• _Task requirements_
**1)** In the interview excerpt, on what date was the line "I can feel, sometimes, elated" added to the poem?
**2)** Decide whether each statement agrees with the interview excerpt, answering yes or no and quoting the words that settle it: (a) The poem was first published in a magazine. (b) The poem's first publication was in the book Light Is the Odalisque. (c) The added line was inserted several years after the first draft.
**3)** Reproduce the interview excerpt verbatim between "In the first" and "feeling of elation.", inclusive.

• _Source passage_
In the first draft, the opening stanza ended with “and the necessary, whistling air pressure—” Then it simply jumped into the second stanza’s “but for a time the old master, Walt Whitman.” It wasn’t until nearly a year later, on October 31, 2009, that I inserted a line after that dash (“I can feel, sometimes, elated”) and made the opening stanza one complete sentence, with the flight of imagery and associations happening between the dashes, parenthetically, and then leveling out to a feeling of elation.
Was there anything unusual about the way in which you wrote this poem?
Maybe the dangerous volta, which almost breaks the poem in half but actually makes the poem work. First there’s the aria about suspending oneself from one’s disbelief, and then I find my real focus: air and earth, ego and truth, a necessary struggle.
How long after you finished this poem did it first appear in print?
Roughly seven and a half years. It never appeared in a magazine, so its first publication was in my book, Light Is the Odalisque.
How long do you let a poem “sit” before you send it off into the world? Do you have any rules about this or does your practice vary with every poem?

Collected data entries
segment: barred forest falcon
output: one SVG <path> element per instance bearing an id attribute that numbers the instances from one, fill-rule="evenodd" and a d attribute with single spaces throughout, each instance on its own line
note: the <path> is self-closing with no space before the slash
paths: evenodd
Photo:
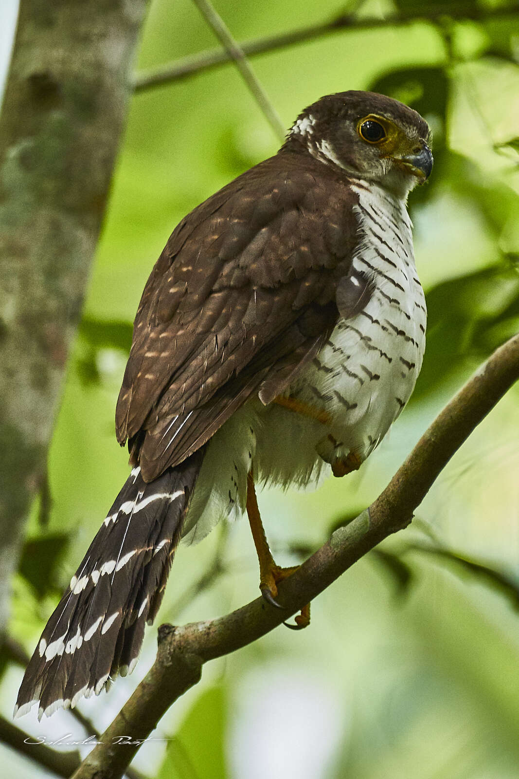
<path id="1" fill-rule="evenodd" d="M 261 588 L 275 566 L 254 482 L 356 470 L 407 403 L 426 306 L 406 210 L 426 122 L 382 95 L 322 97 L 274 157 L 180 223 L 149 277 L 116 411 L 133 470 L 48 621 L 15 713 L 132 671 L 181 538 L 247 511 Z M 308 622 L 308 609 L 296 618 Z"/>

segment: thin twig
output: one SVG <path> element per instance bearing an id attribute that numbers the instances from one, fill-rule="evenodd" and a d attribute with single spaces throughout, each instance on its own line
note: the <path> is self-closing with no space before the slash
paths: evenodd
<path id="1" fill-rule="evenodd" d="M 216 12 L 209 0 L 193 0 L 193 2 L 223 46 L 229 58 L 236 63 L 236 66 L 251 94 L 263 111 L 274 132 L 282 141 L 286 132 L 283 123 L 247 62 L 243 49 L 236 42 L 223 19 Z"/>
<path id="2" fill-rule="evenodd" d="M 387 487 L 357 517 L 279 587 L 283 608 L 259 597 L 225 617 L 182 627 L 163 625 L 152 668 L 72 779 L 119 779 L 139 745 L 117 749 L 113 738 L 148 737 L 170 706 L 202 676 L 204 663 L 255 641 L 328 587 L 380 541 L 405 527 L 454 453 L 519 379 L 519 335 L 497 349 L 447 404 Z"/>
<path id="3" fill-rule="evenodd" d="M 474 5 L 472 8 L 466 4 L 457 5 L 453 3 L 443 7 L 435 6 L 434 10 L 426 9 L 412 11 L 401 11 L 398 14 L 391 14 L 384 19 L 367 17 L 356 19 L 352 13 L 341 14 L 335 19 L 326 19 L 317 24 L 291 30 L 279 35 L 270 35 L 254 41 L 238 44 L 240 51 L 246 57 L 255 57 L 268 51 L 286 48 L 297 44 L 307 43 L 324 35 L 330 35 L 339 31 L 359 32 L 363 30 L 376 30 L 380 27 L 389 27 L 426 22 L 437 24 L 443 21 L 446 16 L 459 20 L 472 20 L 484 22 L 494 16 L 507 16 L 517 12 L 519 3 L 509 5 L 507 8 L 496 7 L 482 9 Z M 209 70 L 220 65 L 232 62 L 233 58 L 229 51 L 221 49 L 202 51 L 202 54 L 185 57 L 176 62 L 168 62 L 142 72 L 135 73 L 133 77 L 133 88 L 135 92 L 141 92 L 153 86 L 170 83 L 180 79 L 193 76 L 203 70 Z"/>

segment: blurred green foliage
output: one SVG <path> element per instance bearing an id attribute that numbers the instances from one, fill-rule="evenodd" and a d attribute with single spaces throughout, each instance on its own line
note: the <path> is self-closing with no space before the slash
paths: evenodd
<path id="1" fill-rule="evenodd" d="M 222 0 L 217 9 L 239 41 L 352 9 L 363 19 L 416 13 L 416 22 L 338 28 L 251 62 L 287 127 L 320 96 L 353 88 L 405 100 L 433 132 L 430 183 L 410 199 L 429 308 L 415 395 L 358 474 L 314 492 L 261 494 L 272 546 L 288 563 L 376 497 L 443 403 L 519 327 L 518 12 L 499 0 Z M 216 45 L 188 0 L 154 0 L 138 66 Z M 230 65 L 134 97 L 51 447 L 48 523 L 40 526 L 35 506 L 15 586 L 12 633 L 27 650 L 126 478 L 114 409 L 155 259 L 190 209 L 276 148 Z M 323 594 L 303 634 L 279 629 L 207 668 L 160 724 L 159 736 L 171 740 L 146 745 L 135 764 L 160 779 L 517 779 L 517 395 L 510 392 L 453 458 L 419 510 L 421 523 Z M 256 597 L 245 525 L 232 528 L 223 575 L 179 612 L 179 594 L 195 591 L 219 531 L 181 548 L 163 621 L 209 619 Z M 153 628 L 133 676 L 82 710 L 109 721 L 153 661 L 155 641 Z M 73 720 L 54 721 L 61 732 Z M 29 717 L 23 724 L 37 734 L 43 727 Z M 19 774 L 34 775 L 25 770 Z"/>

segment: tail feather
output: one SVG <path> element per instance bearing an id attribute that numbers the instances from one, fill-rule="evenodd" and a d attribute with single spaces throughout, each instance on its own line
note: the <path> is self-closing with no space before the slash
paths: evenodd
<path id="1" fill-rule="evenodd" d="M 202 465 L 201 449 L 146 484 L 134 468 L 26 670 L 15 716 L 38 716 L 98 695 L 131 672 L 156 615 Z"/>

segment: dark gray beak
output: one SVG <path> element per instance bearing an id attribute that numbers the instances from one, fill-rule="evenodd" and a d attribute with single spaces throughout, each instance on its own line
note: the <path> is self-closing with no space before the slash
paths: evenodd
<path id="1" fill-rule="evenodd" d="M 426 143 L 424 143 L 417 153 L 408 154 L 400 158 L 406 167 L 422 179 L 422 183 L 429 178 L 433 170 L 433 155 Z"/>

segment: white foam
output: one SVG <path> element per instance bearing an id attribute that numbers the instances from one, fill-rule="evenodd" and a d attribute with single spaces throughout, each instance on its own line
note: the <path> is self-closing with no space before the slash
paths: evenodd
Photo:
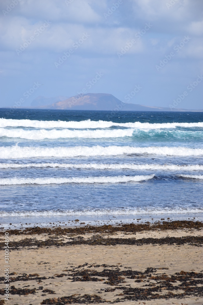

• _Outputs by task_
**1)** October 31, 2009.

**2)**
(a) No: "It never appeared in a magazine"
(b) Yes: "its first publication was in my book, Light Is the Odalisque."
(c) No: "It wasn’t until nearly a year later"

**3)**
In the first draft, the opening stanza ended with “and the necessary, whistling air pressure—” Then it simply jumped into the second stanza’s “but for a time the old master, Walt Whitman.” It wasn’t until nearly a year later, on October 31, 2009, that I inserted a line after that dash (“I can feel, sometimes, elated”) and made the opening stanza one complete sentence, with the flight of imagery and associations happening between the dashes, parenthetically, and then leveling out to a feeling of elation.